◆ **WORK TO COMPLETE**
Rewrite the entries below, switching each occurrence of "one dot per instance" to "a single point for each instance" and leaving everything else unchanged.
+++ DATA FOR THIS TASK +++
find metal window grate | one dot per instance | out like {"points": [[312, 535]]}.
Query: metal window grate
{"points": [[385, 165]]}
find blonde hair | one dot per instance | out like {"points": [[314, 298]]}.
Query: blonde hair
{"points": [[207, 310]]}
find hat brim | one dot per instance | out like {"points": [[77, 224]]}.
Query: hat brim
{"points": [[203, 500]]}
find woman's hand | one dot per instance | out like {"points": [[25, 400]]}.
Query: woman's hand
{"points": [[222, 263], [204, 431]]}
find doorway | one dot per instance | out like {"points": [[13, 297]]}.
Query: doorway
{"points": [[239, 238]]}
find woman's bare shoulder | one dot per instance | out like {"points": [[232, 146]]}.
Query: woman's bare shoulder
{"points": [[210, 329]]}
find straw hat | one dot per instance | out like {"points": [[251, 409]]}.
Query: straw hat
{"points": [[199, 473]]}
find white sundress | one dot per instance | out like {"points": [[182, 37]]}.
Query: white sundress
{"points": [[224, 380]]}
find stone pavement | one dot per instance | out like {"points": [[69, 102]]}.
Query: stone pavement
+++
◆ **WRITTEN SOLUTION**
find metal window grate | a single point for each instance | out like {"points": [[312, 535]]}.
Query: metal window grate
{"points": [[385, 165]]}
find blonde hair | a single point for each instance | out like {"points": [[314, 298]]}.
Query: blonde hair
{"points": [[207, 310]]}
find hat brim | a single point for each instance | out like {"points": [[77, 224]]}.
Query: hat brim
{"points": [[203, 500]]}
find woman's hand | a single point for each instance | out like {"points": [[25, 400]]}.
Query: woman's hand
{"points": [[222, 263], [204, 431]]}
find doorway | a single point for each instance | out like {"points": [[13, 297]]}.
Query: doorway
{"points": [[239, 238]]}
find woman's bare shoulder | a single point for each instance | out like {"points": [[232, 146]]}.
Query: woman's bare shoulder
{"points": [[210, 329]]}
find straw hat | a single point for each instance | out like {"points": [[251, 409]]}.
Query: straw hat
{"points": [[199, 473]]}
find white sundress | a single point for each instance | out like {"points": [[182, 37]]}.
Query: white sundress
{"points": [[224, 380]]}
find stone pavement | a single point for each instance | out like {"points": [[69, 102]]}.
Query: stone pavement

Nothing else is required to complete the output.